### TEXT EXCERPT

<<<<

Namaste, Heathens

Kennesaw, Georgia is a trip.
A group of parents at a Cobb County elementary are upset over the school’s use of yoga and other mindfulness practices for students because they believe it endorses a non-Christian belief system.

School leaders at Bullard Elementary held a meeting recently with parents to address the “many misconceptions” over the issue...

As a result, the school is making changes. When yoga moves are used in classrooms, students will not say the word “namaste” nor put their hands by their hearts, according to the email. The term and gesture are often used as a greeting derived from Hindu custom.

When coloring during classroom teaching breaks, students will not be allowed to color mandalas, spiritual symbols in Hinduism and Buddhism.
I would wager heavily that the school's teachers don't understand the real Hindu customs or theology well enough to teach it if they had wanted to teach it. If they did, they'd understand that the suggestion that yoga has something to do with Hinduism isn't just some silly 'misconception.'



UPDATE: I win my bet. From the program founder's bio:
I consider Dr. Seuss one of my master teachers...

>>>>

### WHAT THIS TASK INVOLVES
Can you condense the paragraph in the post on school yoga that begins "As a result, the school is making changes" into a short bulleted list of its main facts? Use only the post on school yoga to work through the lines.

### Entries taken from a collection
<<<<

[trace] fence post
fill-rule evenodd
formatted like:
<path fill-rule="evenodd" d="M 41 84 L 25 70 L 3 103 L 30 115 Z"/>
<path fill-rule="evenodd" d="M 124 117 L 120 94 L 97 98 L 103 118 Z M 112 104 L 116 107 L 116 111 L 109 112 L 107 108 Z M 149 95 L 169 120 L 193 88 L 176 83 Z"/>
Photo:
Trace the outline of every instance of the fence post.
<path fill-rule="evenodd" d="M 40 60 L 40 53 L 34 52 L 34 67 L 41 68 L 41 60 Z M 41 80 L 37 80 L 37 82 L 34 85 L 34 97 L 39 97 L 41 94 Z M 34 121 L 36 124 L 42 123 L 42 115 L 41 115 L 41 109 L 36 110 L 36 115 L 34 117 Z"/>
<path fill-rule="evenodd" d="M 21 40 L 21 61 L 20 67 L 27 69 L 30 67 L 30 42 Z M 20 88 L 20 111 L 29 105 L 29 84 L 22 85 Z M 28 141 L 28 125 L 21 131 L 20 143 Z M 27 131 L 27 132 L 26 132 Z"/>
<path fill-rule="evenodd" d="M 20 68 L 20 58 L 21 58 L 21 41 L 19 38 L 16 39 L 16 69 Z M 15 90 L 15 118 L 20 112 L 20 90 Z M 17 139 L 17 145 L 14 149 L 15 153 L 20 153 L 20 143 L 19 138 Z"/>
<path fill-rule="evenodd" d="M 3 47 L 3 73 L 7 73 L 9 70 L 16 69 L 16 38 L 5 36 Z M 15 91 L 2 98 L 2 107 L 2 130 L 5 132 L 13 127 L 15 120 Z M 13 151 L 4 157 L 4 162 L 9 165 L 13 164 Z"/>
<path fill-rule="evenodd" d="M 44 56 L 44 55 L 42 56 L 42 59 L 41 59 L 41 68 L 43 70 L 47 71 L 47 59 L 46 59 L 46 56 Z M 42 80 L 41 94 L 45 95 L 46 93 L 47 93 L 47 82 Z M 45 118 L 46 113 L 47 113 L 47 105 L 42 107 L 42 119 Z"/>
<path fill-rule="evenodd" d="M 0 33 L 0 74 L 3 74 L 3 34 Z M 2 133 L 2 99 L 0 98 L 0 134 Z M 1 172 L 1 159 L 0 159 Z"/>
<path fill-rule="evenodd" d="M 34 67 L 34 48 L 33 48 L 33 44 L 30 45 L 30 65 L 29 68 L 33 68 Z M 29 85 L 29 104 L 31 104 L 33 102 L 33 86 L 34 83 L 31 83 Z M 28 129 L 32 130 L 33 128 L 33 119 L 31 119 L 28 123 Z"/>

>>>>

### SOLUTION FOR THIS TASK
- The school is making changes.
- According to the email, students using yoga moves in classrooms will not say "namaste" or put their hands by their hearts.
- The term and gesture are often used as a greeting derived from Hindu custom.